■ Data to use ■

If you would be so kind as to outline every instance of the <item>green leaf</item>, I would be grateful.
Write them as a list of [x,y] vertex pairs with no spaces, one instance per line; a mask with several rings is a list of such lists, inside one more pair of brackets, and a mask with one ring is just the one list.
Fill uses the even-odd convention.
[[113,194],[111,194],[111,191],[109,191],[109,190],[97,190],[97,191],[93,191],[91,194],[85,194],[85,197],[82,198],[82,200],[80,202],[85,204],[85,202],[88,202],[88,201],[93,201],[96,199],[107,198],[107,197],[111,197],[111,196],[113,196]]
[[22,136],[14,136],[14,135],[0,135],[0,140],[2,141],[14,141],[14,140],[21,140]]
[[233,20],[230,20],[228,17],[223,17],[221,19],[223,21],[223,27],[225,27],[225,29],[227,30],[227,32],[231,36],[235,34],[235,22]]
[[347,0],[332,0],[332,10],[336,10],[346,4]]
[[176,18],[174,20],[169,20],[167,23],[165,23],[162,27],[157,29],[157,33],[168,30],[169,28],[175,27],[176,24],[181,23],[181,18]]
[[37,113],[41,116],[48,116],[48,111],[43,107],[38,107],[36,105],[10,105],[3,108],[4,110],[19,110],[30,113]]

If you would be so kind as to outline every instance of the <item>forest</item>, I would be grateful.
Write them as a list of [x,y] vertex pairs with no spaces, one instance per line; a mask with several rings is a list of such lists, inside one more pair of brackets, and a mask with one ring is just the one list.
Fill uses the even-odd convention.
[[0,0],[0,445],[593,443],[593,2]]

■ Problem to solve ■
Reproduce the records above with "even-odd" swapped for "nonzero" wherever it occurs, and change nothing else.

■ Worked solution ■
If you would be so kind as to outline every instance of the <item>green leaf</item>, I would be grateful.
Write them as a list of [x,y] vertex pairs with no spaces, one instance per line; a mask with several rings is a list of such lists, inside one more pair of brackets, and a mask with one ring is just the one list.
Fill uses the nonzero convention.
[[113,194],[111,194],[111,191],[109,191],[109,190],[97,190],[97,191],[93,191],[91,194],[85,194],[85,197],[82,198],[82,200],[80,202],[85,204],[85,202],[88,202],[88,201],[93,201],[96,199],[107,198],[107,197],[111,197],[111,196],[113,196]]
[[22,136],[14,136],[14,135],[0,135],[0,140],[2,141],[14,141],[14,140],[21,140]]
[[233,20],[230,20],[228,17],[223,17],[221,19],[223,21],[223,27],[225,27],[225,29],[227,30],[227,32],[231,36],[235,34],[235,22]]
[[347,0],[332,0],[332,10],[336,10],[346,4]]
[[176,18],[174,20],[169,20],[167,23],[165,23],[162,27],[157,29],[157,33],[168,30],[169,28],[175,27],[176,24],[181,23],[181,18]]
[[37,113],[41,116],[48,116],[48,111],[43,107],[38,107],[36,105],[10,105],[3,108],[4,110],[19,110],[30,113]]

If you would be so kind as to outline every instance of the <item>forest</item>, I would be grateful.
Write them as a list of [x,y] vertex pairs with no spaces, one instance per line; a mask with several rings is a list of such lists, inside one more pair of brackets, and a mask with one ring is just the one list.
Fill uses the nonzero convention.
[[0,0],[0,445],[593,443],[593,2]]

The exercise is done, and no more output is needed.